Reproduce the data that follows in its entirety, character for character.

Task inputs =>

[Start]

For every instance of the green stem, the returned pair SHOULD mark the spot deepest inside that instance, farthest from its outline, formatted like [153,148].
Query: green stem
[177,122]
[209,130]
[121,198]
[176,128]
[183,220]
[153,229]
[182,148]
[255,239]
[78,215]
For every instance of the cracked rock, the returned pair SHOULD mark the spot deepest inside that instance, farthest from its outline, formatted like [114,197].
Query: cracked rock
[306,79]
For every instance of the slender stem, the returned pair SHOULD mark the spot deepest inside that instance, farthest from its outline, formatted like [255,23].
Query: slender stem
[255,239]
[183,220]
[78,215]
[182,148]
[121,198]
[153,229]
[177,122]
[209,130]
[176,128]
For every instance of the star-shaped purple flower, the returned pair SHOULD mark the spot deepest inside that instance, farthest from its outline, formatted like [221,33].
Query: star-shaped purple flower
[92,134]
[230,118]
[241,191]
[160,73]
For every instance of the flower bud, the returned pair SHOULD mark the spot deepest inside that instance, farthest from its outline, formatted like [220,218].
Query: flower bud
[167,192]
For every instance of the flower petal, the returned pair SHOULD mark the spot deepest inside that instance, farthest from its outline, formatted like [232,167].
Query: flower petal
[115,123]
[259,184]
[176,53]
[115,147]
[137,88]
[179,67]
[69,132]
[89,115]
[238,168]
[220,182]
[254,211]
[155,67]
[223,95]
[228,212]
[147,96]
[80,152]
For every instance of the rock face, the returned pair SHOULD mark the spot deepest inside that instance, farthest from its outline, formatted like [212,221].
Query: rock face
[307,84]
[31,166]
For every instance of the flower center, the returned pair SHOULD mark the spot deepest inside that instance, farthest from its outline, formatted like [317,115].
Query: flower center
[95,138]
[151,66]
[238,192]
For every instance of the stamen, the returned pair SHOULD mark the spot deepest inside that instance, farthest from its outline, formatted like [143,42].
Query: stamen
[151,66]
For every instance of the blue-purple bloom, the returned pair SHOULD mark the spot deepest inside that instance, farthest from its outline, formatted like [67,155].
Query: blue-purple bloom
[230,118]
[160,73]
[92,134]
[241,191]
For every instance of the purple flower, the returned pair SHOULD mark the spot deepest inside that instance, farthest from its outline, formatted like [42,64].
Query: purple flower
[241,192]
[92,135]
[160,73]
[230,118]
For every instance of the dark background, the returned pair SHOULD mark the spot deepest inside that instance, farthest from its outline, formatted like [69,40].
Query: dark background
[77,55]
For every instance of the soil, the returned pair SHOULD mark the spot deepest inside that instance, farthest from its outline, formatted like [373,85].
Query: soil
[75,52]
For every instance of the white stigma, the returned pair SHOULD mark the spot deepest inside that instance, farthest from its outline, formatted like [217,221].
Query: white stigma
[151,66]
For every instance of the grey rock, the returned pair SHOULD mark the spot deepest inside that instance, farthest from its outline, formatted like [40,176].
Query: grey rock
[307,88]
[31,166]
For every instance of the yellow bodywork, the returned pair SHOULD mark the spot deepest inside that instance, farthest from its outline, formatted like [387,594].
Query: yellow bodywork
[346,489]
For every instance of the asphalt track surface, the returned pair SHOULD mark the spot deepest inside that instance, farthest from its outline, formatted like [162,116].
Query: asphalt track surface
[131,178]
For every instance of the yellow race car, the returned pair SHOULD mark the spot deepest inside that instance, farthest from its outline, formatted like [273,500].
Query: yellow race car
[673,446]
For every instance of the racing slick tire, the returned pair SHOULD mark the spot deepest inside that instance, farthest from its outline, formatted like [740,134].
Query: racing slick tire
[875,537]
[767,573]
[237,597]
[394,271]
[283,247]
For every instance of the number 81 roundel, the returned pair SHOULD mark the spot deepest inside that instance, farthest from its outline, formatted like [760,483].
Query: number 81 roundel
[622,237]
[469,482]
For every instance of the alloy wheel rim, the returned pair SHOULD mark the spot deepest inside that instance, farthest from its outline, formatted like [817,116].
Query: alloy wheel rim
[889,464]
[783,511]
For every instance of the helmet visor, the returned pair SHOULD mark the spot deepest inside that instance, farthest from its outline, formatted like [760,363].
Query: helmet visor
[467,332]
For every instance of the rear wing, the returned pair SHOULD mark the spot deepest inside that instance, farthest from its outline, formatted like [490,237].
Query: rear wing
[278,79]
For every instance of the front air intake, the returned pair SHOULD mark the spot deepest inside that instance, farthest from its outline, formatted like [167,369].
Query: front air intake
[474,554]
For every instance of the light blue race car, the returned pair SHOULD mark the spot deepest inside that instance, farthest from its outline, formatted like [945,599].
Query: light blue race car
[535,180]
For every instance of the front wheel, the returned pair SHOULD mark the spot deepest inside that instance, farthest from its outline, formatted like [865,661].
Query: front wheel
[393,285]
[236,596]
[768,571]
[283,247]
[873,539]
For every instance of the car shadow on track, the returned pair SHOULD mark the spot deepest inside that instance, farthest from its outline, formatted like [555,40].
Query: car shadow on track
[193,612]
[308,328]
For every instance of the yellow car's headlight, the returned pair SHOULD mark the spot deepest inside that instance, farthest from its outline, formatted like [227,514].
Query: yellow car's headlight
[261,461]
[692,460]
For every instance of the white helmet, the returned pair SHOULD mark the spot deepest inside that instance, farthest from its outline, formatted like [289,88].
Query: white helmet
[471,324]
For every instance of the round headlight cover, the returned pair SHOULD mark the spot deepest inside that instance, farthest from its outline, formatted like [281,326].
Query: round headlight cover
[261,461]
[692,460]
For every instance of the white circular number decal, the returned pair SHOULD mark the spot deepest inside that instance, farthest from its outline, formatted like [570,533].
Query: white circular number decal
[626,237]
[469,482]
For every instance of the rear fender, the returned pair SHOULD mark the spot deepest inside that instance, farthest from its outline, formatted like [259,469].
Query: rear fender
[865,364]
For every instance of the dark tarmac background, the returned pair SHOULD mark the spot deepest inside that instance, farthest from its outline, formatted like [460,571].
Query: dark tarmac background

[End]

Exercise result =>
For every instance of the green stem, the returned pair SHOULD mark the spot deepest inside that instance, farthest from its outline, formatted like [153,148].
Query: green stem
[177,122]
[209,130]
[121,198]
[176,128]
[183,220]
[153,229]
[182,148]
[255,239]
[78,215]
For every instance of the cracked rock, the returned pair SHOULD mark the spot deepest inside that instance, farthest from its outline, formatted like [114,197].
Query: cracked rock
[306,79]
For every instance of the slender stem, the returned pair SHOULD mark the spot deepest inside that instance, farthest from its outline, formatted like [255,23].
Query: slender stem
[255,239]
[183,220]
[78,215]
[182,148]
[121,198]
[153,229]
[177,122]
[209,130]
[176,128]
For every instance of the star-shaped purple flower, the returned pair SHOULD mark the spot deepest inside that instance, farthest from its outline, formatted like [221,33].
Query: star-shaped purple flower
[92,134]
[230,118]
[241,191]
[160,73]
For every instance of the flower bud, the returned pair SHOULD mark the spot deepest inside that instance, farthest from its outline, formatted like [220,218].
Query: flower bud
[167,192]
For every instance of the flower petal, the returned pair SHOULD mark the spot deepest inside that instance, farthest from its outline, formatted like [232,167].
Query: flower petal
[115,123]
[259,184]
[176,53]
[115,147]
[137,88]
[179,67]
[69,132]
[89,115]
[238,168]
[220,182]
[254,211]
[155,67]
[223,95]
[228,212]
[147,96]
[80,152]
For every instance of the rock face, the returned pair SHOULD mark the spot deepest inside that instance, farthest from its outline, formatted like [212,221].
Query: rock face
[307,84]
[31,166]
For every instance of the flower center, the returned pair SHOULD mark the spot deepest inside that instance, farthest from its outline, formatted like [317,115].
Query: flower center
[95,138]
[151,66]
[238,192]
For every instance of the stamen, the returned pair SHOULD mark the spot deepest inside that instance, farthest from its outline, formatted like [143,42].
Query: stamen
[151,66]
For every instance of the blue-purple bloom, the returned pair SHOULD mark the spot deepest inside that instance, farthest from its outline, formatted like [67,155].
Query: blue-purple bloom
[230,118]
[160,73]
[92,134]
[241,191]
For every instance of the purple flower, the returned pair SHOULD mark the spot deepest inside that instance, farthest from its outline, formatted like [42,64].
Query: purple flower
[241,192]
[92,135]
[160,73]
[230,118]
For every instance of the dark background, the returned pair SHOULD mark the spot deepest inside that instance, farthest from its outline, formatted like [69,40].
Query: dark background
[77,55]
For every instance of the soil, the returned pair SHOULD mark the spot deepest inside that instance, farthest from its outline, formatted like [373,85].
Query: soil
[75,52]
For every instance of the white stigma, the returned pair SHOULD mark the spot deepest inside that instance, farthest from its outline, formatted like [217,221].
Query: white stigma
[151,66]
For every instance of the grey rock, the returned pair SHOULD mark the spot deepest inside that instance, farthest from its outline, formatted like [40,176].
Query: grey rock
[307,88]
[31,166]
For every instance of the yellow bodywork, the returned pair SHOULD mark the spot deepest inside that instance, farthest from its outline, formatted like [387,594].
Query: yellow bodywork
[346,489]
For every instance of the asphalt track surface, the returned pair SHOULD mark the spot deepest inside that instance, farthest from its outline, formatted like [162,116].
Query: asphalt track surface
[131,178]
For every instance of the yellow race car, the returned pair SHOULD mark the spot deepest inside that instance, farthest from its outline, formatted like [273,500].
Query: yellow race car
[673,446]
For every instance of the racing slick tire, the returned pair SHOULD mark the spot deepest inside that instance, farthest from its outline, formatted like [740,134].
Query: racing slick tire
[875,537]
[767,573]
[237,597]
[394,271]
[283,247]
For every instance of the number 81 roundel, the returned pair SHOULD mark the spot deepest inside that instance, farthest from its outline, formatted like [760,483].
Query: number 81 roundel
[622,237]
[469,482]
For every instance of the alloy wheel rim, the returned pair SHOULD mark the spot deepest inside that instance, farthest from its outline, formatted like [817,116].
Query: alloy wheel rim
[889,464]
[783,511]
For every instance of the helmet visor, the returned pair SHOULD mark the spot deepest inside that instance, farthest from its outline, formatted like [760,363].
Query: helmet visor
[467,332]
For every instance of the rear wing, the returned pair SHOULD mark the spot deepest inside that instance, farthest from its outline, formatted like [490,237].
Query: rear wing
[278,79]
For every instance of the front air intake, the returned pair SHOULD mark the spot deepest inside that instance, farthest from its outline, formatted like [167,369].
Query: front air intake
[474,554]
For every instance of the light blue race car, the returned pair SHOULD mark the spot deepest inside that instance, farthest from its outline, formatted like [945,599].
Query: light blue race car
[535,180]
For every instance of the front wheel, the returned pair SHOULD mark the spot deepest inside that instance, farthest from its outline, formatted like [865,661].
Query: front wheel
[393,285]
[236,596]
[768,571]
[283,247]
[873,539]
For every instance of the car shadow on track, the returned pair SHOULD mark the spot deepest inside that instance, farthest from its outline, formatted like [555,40].
Query: car shadow on track
[193,612]
[308,328]
For every instance of the yellow car's headlight, the returned pair SHOULD mark the spot deepest inside that instance, farthest from its outline, formatted like [227,514].
Query: yellow car's headlight
[261,461]
[692,460]
For every instance of the white helmet, the returned pair SHOULD mark the spot deepest inside that instance, farthest from its outline, formatted like [289,88].
Query: white helmet
[471,324]
For every instance of the round headlight cover, the returned pair SHOULD mark the spot deepest inside that instance, farthest from its outline, formatted like [281,326].
Query: round headlight cover
[261,461]
[692,460]
For every instance of the white circular number decal, the returned pair SHOULD mark the spot deepest inside that instance, farthest from its outline, formatted like [570,533].
Query: white circular number decal
[626,237]
[469,482]
For every instance of the rear fender, the returned pair SHOULD mark the spot deepest inside that instance, farthest from its outline, formatted like [259,469].
Query: rear fender
[865,364]
For every instance of the dark tarmac background, the returned pair SHOULD mark the spot deepest inside that instance, farthest from its outline, formatted like [460,571].
Query: dark tarmac background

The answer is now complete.